L’endroit qui montre à quel point le réchauffement climatique est vertigineux

Le Vif

Le fjord ne gèle plus complètement en hiver, le front des glaciers côtiers recule de centaines de mètres par an et de nouvelles espèces marines apparaissent: Ny-Ålesund, au coeur de l’Arctique norvégien, est un observatoire privilégié du réchauffement climatique.

Situé sur l’île du Spitzberg, ce village aux bâtiments épars et colorés, entièrement dédié à la recherche, accueille en cette fin juillet quelque 140 personnes: scientifiques européens et asiatiques en mission de quelques semaines, techniciens chargés à l’année du suivi des instruments de mesure et logisticiens (nourriture, chauffage, électricité, etc.).

Le fjord, sur les rives duquel est bâti Ny-Ålesund, « ne gèle plus entièrement depuis 2007 », témoigne Sébastien Barrault, conseiller scientifique de Kings Bay, la société norvégienne chargée de la logistique. « Dans les années 90, on pouvait le traverser en scooter des neiges », se rappelle Jürgen Graeser, technicien à la station de recherche franco-allemande Awipev (Alfred Wegener Institut Paul Emile Victor), qui supervise une cinquantaine d’appareils enregistrant données météo, atmosphériques, chimiques, etc. « La dernière fois qu’on a pu marcher dessus, c’était l’hiver 2003/2004 », se souvient-il. Le Spitzberg, principale île de l’archipel du Svalbard, bénéficie déjà d’un climat relativement clément pour sa latitude (79°), en raison du Gulf stream, un courant marin chaud qui remonte le long de sa façade ouest.

[Données fournies]

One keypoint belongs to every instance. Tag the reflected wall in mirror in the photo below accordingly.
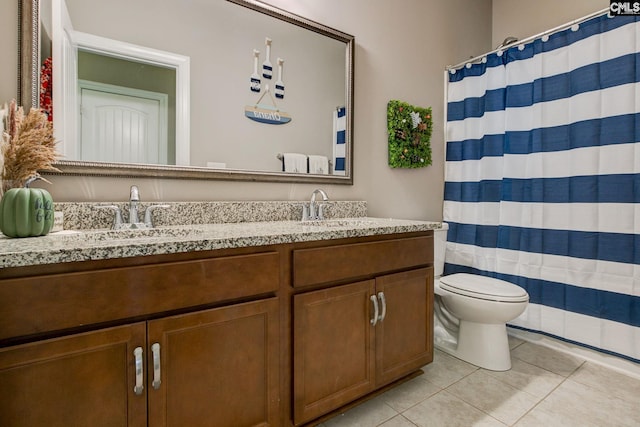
(218, 37)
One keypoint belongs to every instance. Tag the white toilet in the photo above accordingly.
(471, 313)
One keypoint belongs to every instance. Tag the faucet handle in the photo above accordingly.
(305, 213)
(117, 217)
(148, 214)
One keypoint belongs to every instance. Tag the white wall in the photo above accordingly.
(525, 18)
(8, 43)
(402, 48)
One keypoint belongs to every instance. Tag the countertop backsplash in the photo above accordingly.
(85, 216)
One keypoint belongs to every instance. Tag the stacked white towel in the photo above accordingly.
(318, 165)
(295, 162)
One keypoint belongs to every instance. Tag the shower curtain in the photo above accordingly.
(542, 179)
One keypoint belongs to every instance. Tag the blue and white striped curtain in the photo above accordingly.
(339, 140)
(542, 181)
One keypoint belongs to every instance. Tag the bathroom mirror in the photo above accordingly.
(219, 39)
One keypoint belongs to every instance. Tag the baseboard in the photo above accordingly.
(612, 362)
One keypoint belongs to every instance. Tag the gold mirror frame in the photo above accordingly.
(28, 89)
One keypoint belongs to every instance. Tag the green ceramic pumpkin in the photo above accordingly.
(26, 212)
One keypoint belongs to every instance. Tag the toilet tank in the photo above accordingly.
(439, 243)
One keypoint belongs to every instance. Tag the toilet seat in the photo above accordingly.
(483, 287)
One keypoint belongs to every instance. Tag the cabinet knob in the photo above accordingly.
(374, 320)
(137, 354)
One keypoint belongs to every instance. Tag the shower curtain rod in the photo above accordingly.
(528, 39)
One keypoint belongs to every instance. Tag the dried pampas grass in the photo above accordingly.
(27, 146)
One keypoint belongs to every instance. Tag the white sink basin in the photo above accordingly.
(341, 222)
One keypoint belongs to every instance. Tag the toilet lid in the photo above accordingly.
(483, 287)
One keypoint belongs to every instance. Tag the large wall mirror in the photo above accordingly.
(198, 89)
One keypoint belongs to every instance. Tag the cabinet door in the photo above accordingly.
(404, 338)
(333, 359)
(80, 380)
(218, 367)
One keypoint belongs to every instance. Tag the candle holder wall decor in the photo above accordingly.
(409, 130)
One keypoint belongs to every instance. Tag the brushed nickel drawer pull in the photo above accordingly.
(383, 303)
(374, 320)
(137, 353)
(155, 349)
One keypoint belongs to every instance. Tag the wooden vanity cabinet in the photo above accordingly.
(81, 380)
(351, 339)
(204, 366)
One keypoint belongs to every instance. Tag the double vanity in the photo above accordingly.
(272, 322)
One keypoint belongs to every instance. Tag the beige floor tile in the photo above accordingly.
(514, 342)
(547, 358)
(410, 393)
(445, 410)
(500, 400)
(446, 370)
(530, 378)
(369, 414)
(398, 421)
(574, 404)
(608, 381)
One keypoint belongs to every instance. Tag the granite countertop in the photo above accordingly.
(69, 246)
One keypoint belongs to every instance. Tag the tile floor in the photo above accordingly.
(544, 388)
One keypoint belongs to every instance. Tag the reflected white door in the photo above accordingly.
(122, 128)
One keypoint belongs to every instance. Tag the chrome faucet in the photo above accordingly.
(134, 215)
(315, 211)
(134, 199)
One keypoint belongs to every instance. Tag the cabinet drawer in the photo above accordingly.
(35, 305)
(332, 263)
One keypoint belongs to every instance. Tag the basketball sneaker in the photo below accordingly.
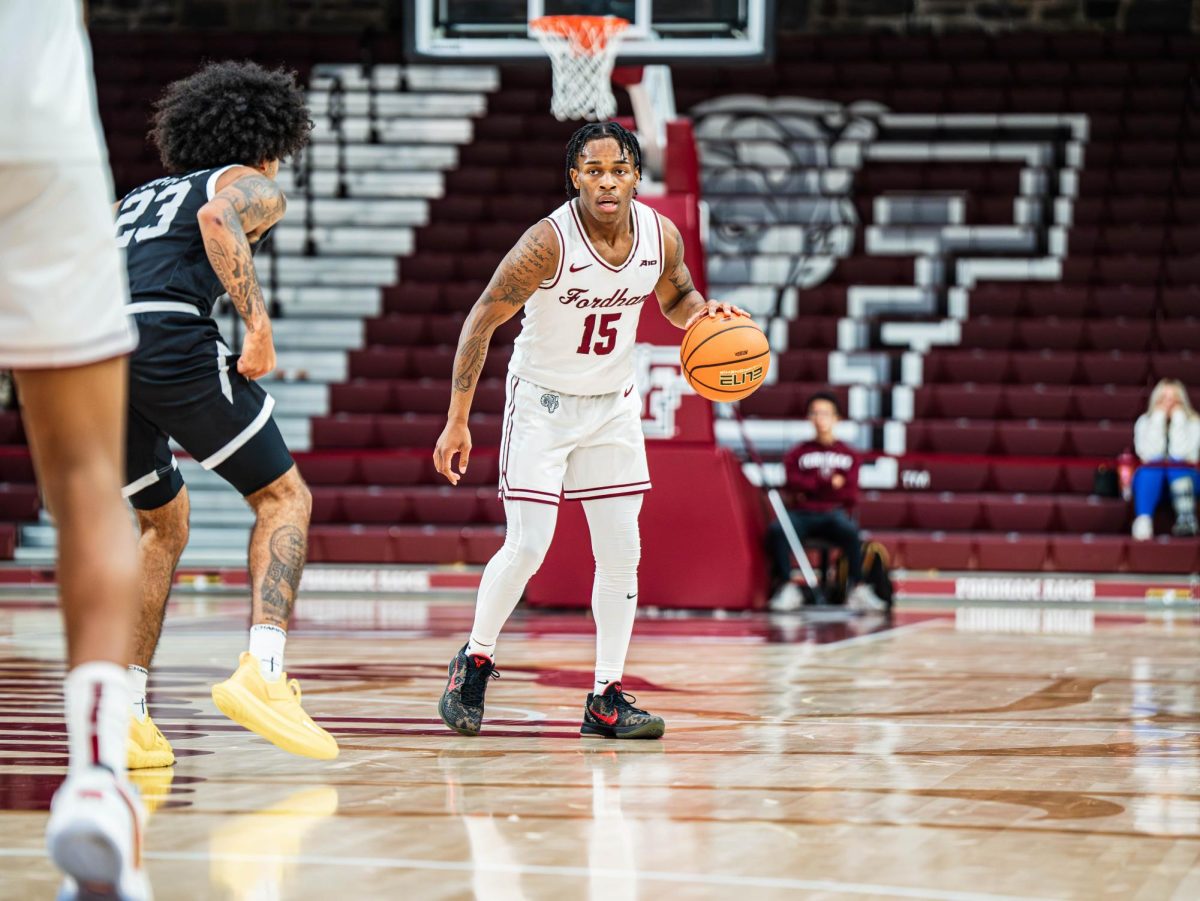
(613, 715)
(273, 710)
(462, 703)
(94, 835)
(863, 599)
(147, 746)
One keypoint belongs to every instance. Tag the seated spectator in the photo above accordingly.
(1167, 438)
(821, 492)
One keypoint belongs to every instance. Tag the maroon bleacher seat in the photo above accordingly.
(396, 468)
(1035, 438)
(1180, 334)
(349, 544)
(1114, 367)
(328, 468)
(360, 396)
(939, 551)
(969, 401)
(1110, 402)
(1092, 514)
(1012, 475)
(426, 544)
(391, 362)
(18, 502)
(408, 430)
(1120, 334)
(1164, 554)
(444, 505)
(1089, 553)
(1049, 367)
(345, 430)
(1018, 512)
(1062, 300)
(989, 334)
(1011, 553)
(1128, 300)
(952, 437)
(945, 512)
(1181, 301)
(375, 504)
(1037, 401)
(1183, 366)
(882, 510)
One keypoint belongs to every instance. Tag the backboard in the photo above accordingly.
(660, 30)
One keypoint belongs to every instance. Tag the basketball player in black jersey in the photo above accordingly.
(190, 238)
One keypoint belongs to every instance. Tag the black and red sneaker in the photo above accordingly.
(613, 715)
(462, 702)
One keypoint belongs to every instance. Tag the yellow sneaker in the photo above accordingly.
(154, 786)
(273, 710)
(147, 746)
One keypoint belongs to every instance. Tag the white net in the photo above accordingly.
(582, 50)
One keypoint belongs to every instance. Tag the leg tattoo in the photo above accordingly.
(282, 580)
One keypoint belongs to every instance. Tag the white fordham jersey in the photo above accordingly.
(580, 326)
(47, 100)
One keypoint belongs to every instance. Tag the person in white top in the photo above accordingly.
(573, 414)
(64, 330)
(1167, 438)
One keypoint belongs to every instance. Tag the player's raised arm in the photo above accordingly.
(677, 295)
(533, 260)
(238, 214)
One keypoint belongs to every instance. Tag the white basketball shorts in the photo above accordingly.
(63, 286)
(579, 446)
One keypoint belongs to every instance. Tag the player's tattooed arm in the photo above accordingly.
(533, 260)
(237, 216)
(678, 298)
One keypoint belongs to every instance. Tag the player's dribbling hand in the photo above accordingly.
(714, 308)
(455, 438)
(257, 354)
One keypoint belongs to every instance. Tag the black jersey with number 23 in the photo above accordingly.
(156, 224)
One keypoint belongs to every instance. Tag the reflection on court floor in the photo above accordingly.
(993, 752)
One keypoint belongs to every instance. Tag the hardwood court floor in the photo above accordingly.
(923, 762)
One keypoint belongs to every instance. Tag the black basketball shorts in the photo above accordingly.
(184, 384)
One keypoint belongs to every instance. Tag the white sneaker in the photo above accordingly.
(864, 600)
(1143, 528)
(787, 599)
(95, 838)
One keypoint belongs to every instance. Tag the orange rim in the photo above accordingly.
(588, 34)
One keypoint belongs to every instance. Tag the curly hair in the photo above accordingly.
(229, 113)
(592, 131)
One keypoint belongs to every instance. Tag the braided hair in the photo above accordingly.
(592, 131)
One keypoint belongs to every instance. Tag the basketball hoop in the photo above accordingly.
(582, 50)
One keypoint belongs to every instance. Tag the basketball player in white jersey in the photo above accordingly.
(64, 329)
(573, 415)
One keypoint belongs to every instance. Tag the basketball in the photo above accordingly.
(725, 358)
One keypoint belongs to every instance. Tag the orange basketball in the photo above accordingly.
(725, 358)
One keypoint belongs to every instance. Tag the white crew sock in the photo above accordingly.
(531, 528)
(267, 643)
(617, 547)
(478, 649)
(138, 677)
(96, 697)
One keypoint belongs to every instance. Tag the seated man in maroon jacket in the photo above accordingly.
(822, 481)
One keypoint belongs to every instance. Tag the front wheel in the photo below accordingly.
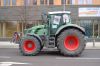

[Tâches à réaliser]
1. D'après l'article sur Ny-Ålesund, depuis quelle année le fjord ne gèle-t-il plus entièrement ?
2. Rédigez la suite de l'article sur Ny-Ålesund, en reprenant après sa dernière phrase.
Les lignes fournies ne servent pas pour ce travail.

[Réponses attendues]
1. Depuis 2007.

2.
Mais au cours des vingt dernières années, cette région a connu un réchauffement phénoménal: entre 1 et 1,2°C par décennie ! A comparer avec les 0,8°C de hausse de la température moyenne du globe depuis l’ère pré-industrielle. L’amplification de l’effet de serre au niveau mondial aurait particulièrement modifié les courants marins et atmosphériques dans cette région située à seulement 1.000 km du pôle Nord. Par ailleurs, la fonte de la banquise et des glaciers, qui réfléchissent davantage le rayonnement solaire, a pour conséquence une plus grande absorption de chaleur par la terre ou l’océan. D’où un thermomètre qui s’emballe et des bouleversements préfigurant ce qui va arriver dans d’autres zones froides. « On voit désormais des espèces qui ne sont pas normalement en Arctique », explique Sébastien Barrault.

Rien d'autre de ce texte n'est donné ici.